[Given problem a] Repeat word for word the rows below, from the line containing "point: female doctor" through the last row, inclusive.

_ _ _ _

The Australian Council of Trade Unions (ACTU) has proposed radical reforms to spur productivity in the country, including controls on energy prices and stopping impending personal tax cuts.
Yet federal Treasurer Jim Chalmers has responded, saying that while ideas were welcome, they would not necessarily be adopted at the September Jobs and Skills Summit.
The Summit is a key Albanese government policy platform—in the vein of the 1983 Hawke-Keating government Economic Summit—which aims to gather business groups, unions, political leaders, and experts together to discuss a long-term productivity plan for the country. In turn, tackling slowing real wage growth and high inflation.
In the ACTU’s policy submission to the Albanese Summit, the union proposed several initiatives, including regulating electricity and gas prices; lowering childcare fees (or even considering offering it for free); making sure wage rates stay “in line with inflation;” the implementation of an “excess profits levy” on energy companies, so they do not enjoy “windfall profits” during high inflation; and cancelling of Stage Three tax cuts set for 2024-25.
The United Kingdom recently imposed a 25 percent excess profit tax on oil and gas companies in response to high commodity prices.
Further, the Stage Three Tax Cuts will amalgamate two tax brackets ($45,001 to $120,000 per year; and $120,001 to $180,000) into one ($45,001 to $200,000) with a standard tax rate of 30 cents per dollar. Those earning over $200,001 will still need to pay a higher tax rate of 45 cents per dollar.

_ _ _ _

[Given problem b] Reproduce the passage of the article on the union's reform proposals above, between "Yet federal Treasurer" and "and Skills Summit.", inclusive, with no changes.

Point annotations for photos
_ _ _ _

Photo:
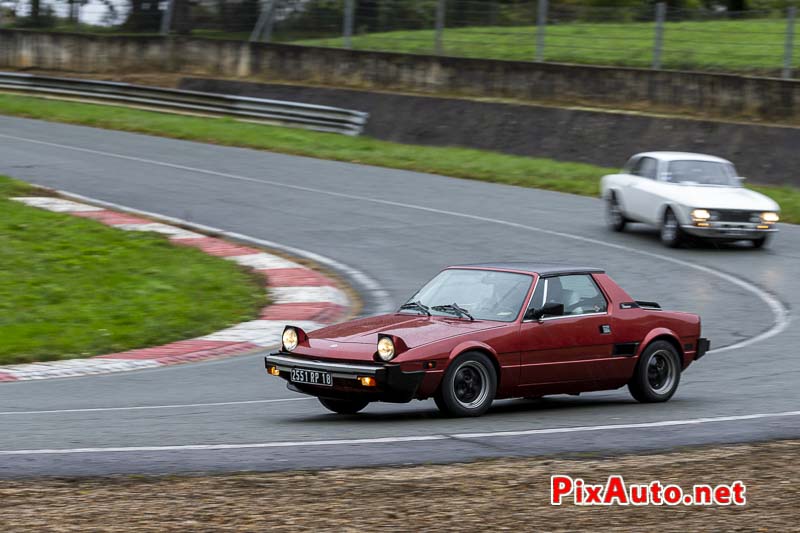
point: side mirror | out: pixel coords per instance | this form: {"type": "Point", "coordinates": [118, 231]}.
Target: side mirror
{"type": "Point", "coordinates": [549, 309]}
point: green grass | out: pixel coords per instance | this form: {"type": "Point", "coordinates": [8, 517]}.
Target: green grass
{"type": "Point", "coordinates": [72, 287]}
{"type": "Point", "coordinates": [575, 178]}
{"type": "Point", "coordinates": [735, 45]}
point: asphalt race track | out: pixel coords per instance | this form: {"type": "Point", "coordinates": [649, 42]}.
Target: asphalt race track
{"type": "Point", "coordinates": [399, 228]}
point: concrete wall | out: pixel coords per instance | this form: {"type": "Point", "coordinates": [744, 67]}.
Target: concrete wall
{"type": "Point", "coordinates": [765, 154]}
{"type": "Point", "coordinates": [709, 94]}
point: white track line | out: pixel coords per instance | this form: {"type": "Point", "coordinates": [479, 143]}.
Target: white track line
{"type": "Point", "coordinates": [779, 311]}
{"type": "Point", "coordinates": [395, 440]}
{"type": "Point", "coordinates": [148, 407]}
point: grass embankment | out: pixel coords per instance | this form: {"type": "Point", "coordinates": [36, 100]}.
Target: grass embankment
{"type": "Point", "coordinates": [575, 178]}
{"type": "Point", "coordinates": [71, 287]}
{"type": "Point", "coordinates": [503, 495]}
{"type": "Point", "coordinates": [731, 45]}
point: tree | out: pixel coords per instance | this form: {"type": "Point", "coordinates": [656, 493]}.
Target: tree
{"type": "Point", "coordinates": [144, 16]}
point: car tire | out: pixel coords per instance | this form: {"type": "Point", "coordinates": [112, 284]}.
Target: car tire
{"type": "Point", "coordinates": [657, 373]}
{"type": "Point", "coordinates": [671, 232]}
{"type": "Point", "coordinates": [343, 407]}
{"type": "Point", "coordinates": [615, 218]}
{"type": "Point", "coordinates": [468, 386]}
{"type": "Point", "coordinates": [760, 242]}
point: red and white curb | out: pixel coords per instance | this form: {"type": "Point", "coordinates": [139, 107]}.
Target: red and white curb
{"type": "Point", "coordinates": [298, 294]}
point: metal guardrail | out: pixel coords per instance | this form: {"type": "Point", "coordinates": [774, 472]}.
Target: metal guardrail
{"type": "Point", "coordinates": [293, 114]}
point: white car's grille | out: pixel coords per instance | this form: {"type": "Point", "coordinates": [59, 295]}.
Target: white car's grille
{"type": "Point", "coordinates": [731, 215]}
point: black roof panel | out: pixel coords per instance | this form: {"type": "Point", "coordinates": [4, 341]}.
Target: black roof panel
{"type": "Point", "coordinates": [542, 268]}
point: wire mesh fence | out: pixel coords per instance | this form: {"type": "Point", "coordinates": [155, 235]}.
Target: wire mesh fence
{"type": "Point", "coordinates": [632, 33]}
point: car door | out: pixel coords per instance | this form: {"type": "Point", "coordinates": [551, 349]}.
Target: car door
{"type": "Point", "coordinates": [570, 350]}
{"type": "Point", "coordinates": [640, 199]}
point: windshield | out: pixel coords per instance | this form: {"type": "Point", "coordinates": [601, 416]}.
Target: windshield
{"type": "Point", "coordinates": [701, 173]}
{"type": "Point", "coordinates": [484, 294]}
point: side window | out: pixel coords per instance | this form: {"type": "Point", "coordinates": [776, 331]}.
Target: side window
{"type": "Point", "coordinates": [647, 168]}
{"type": "Point", "coordinates": [578, 293]}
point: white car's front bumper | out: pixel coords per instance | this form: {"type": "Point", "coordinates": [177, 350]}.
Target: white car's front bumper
{"type": "Point", "coordinates": [728, 230]}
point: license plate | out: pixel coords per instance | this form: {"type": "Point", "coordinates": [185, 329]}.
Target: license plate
{"type": "Point", "coordinates": [311, 377]}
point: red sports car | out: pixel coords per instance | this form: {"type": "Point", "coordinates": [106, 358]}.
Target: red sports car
{"type": "Point", "coordinates": [479, 332]}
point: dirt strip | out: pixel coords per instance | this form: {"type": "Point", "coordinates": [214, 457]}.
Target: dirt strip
{"type": "Point", "coordinates": [508, 494]}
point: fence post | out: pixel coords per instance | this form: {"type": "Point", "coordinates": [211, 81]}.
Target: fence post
{"type": "Point", "coordinates": [791, 14]}
{"type": "Point", "coordinates": [166, 17]}
{"type": "Point", "coordinates": [658, 44]}
{"type": "Point", "coordinates": [541, 25]}
{"type": "Point", "coordinates": [263, 28]}
{"type": "Point", "coordinates": [349, 16]}
{"type": "Point", "coordinates": [438, 46]}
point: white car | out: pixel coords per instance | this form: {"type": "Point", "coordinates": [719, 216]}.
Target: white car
{"type": "Point", "coordinates": [688, 194]}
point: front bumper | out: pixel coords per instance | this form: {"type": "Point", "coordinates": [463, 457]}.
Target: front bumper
{"type": "Point", "coordinates": [728, 230]}
{"type": "Point", "coordinates": [392, 383]}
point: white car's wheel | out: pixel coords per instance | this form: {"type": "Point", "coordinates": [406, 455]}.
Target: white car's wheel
{"type": "Point", "coordinates": [671, 233]}
{"type": "Point", "coordinates": [614, 217]}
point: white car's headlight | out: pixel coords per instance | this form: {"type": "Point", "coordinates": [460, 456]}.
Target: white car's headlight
{"type": "Point", "coordinates": [290, 339]}
{"type": "Point", "coordinates": [385, 348]}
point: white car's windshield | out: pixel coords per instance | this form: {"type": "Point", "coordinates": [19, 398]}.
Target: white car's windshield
{"type": "Point", "coordinates": [701, 172]}
{"type": "Point", "coordinates": [478, 294]}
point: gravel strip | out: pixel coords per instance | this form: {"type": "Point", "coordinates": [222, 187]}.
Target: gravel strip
{"type": "Point", "coordinates": [508, 494]}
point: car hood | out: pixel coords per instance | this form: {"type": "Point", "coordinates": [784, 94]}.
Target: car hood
{"type": "Point", "coordinates": [710, 197]}
{"type": "Point", "coordinates": [414, 330]}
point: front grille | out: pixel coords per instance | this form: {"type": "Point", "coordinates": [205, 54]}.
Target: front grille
{"type": "Point", "coordinates": [735, 216]}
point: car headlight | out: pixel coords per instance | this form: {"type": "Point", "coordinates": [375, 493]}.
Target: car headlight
{"type": "Point", "coordinates": [385, 348]}
{"type": "Point", "coordinates": [770, 217]}
{"type": "Point", "coordinates": [290, 339]}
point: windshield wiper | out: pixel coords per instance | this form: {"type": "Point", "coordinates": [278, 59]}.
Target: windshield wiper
{"type": "Point", "coordinates": [453, 308]}
{"type": "Point", "coordinates": [419, 306]}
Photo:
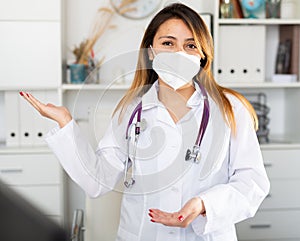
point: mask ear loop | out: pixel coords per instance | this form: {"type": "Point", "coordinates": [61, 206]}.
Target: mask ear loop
{"type": "Point", "coordinates": [152, 50]}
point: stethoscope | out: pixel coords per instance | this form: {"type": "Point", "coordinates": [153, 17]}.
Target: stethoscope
{"type": "Point", "coordinates": [193, 155]}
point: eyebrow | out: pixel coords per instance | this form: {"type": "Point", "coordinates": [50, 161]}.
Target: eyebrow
{"type": "Point", "coordinates": [172, 37]}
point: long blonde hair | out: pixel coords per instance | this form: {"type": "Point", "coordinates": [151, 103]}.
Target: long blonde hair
{"type": "Point", "coordinates": [145, 76]}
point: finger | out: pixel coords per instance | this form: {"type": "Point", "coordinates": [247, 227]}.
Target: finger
{"type": "Point", "coordinates": [26, 96]}
{"type": "Point", "coordinates": [192, 208]}
{"type": "Point", "coordinates": [165, 218]}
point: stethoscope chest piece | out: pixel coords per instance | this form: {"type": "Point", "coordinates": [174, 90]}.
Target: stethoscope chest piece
{"type": "Point", "coordinates": [194, 155]}
{"type": "Point", "coordinates": [129, 183]}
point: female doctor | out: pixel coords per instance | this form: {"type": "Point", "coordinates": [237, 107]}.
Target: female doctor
{"type": "Point", "coordinates": [185, 147]}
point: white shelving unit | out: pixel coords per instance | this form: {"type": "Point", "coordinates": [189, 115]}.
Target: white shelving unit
{"type": "Point", "coordinates": [30, 49]}
{"type": "Point", "coordinates": [278, 216]}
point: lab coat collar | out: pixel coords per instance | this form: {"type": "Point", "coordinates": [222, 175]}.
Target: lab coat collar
{"type": "Point", "coordinates": [150, 99]}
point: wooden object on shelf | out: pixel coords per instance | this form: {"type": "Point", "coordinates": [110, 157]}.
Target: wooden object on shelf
{"type": "Point", "coordinates": [237, 9]}
{"type": "Point", "coordinates": [292, 32]}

_ _ _ _

[Written answer a]
point: female doctor | out: pixel coords per instance | this form: {"type": "Point", "coordinates": [237, 107]}.
Target: female doctor
{"type": "Point", "coordinates": [185, 147]}
point: white shelving unit | out: pixel coords per instance | this form: {"type": "Point", "coordinates": [189, 115]}.
Target: white shelving unit
{"type": "Point", "coordinates": [30, 49]}
{"type": "Point", "coordinates": [278, 216]}
point: lab coat collar | out: pixel coords per instance | this form: {"type": "Point", "coordinates": [222, 175]}.
Target: lab coat collar
{"type": "Point", "coordinates": [150, 99]}
point: wooden object on shelf | out: pixel coords per instance | this form: {"type": "Point", "coordinates": [110, 157]}.
Target: wooden object on shelf
{"type": "Point", "coordinates": [237, 9]}
{"type": "Point", "coordinates": [292, 32]}

[Written answer b]
Yet federal Treasurer Jim Chalmers has responded, saying that while ideas were welcome, they would not necessarily be adopted at the September Jobs and Skills Summit.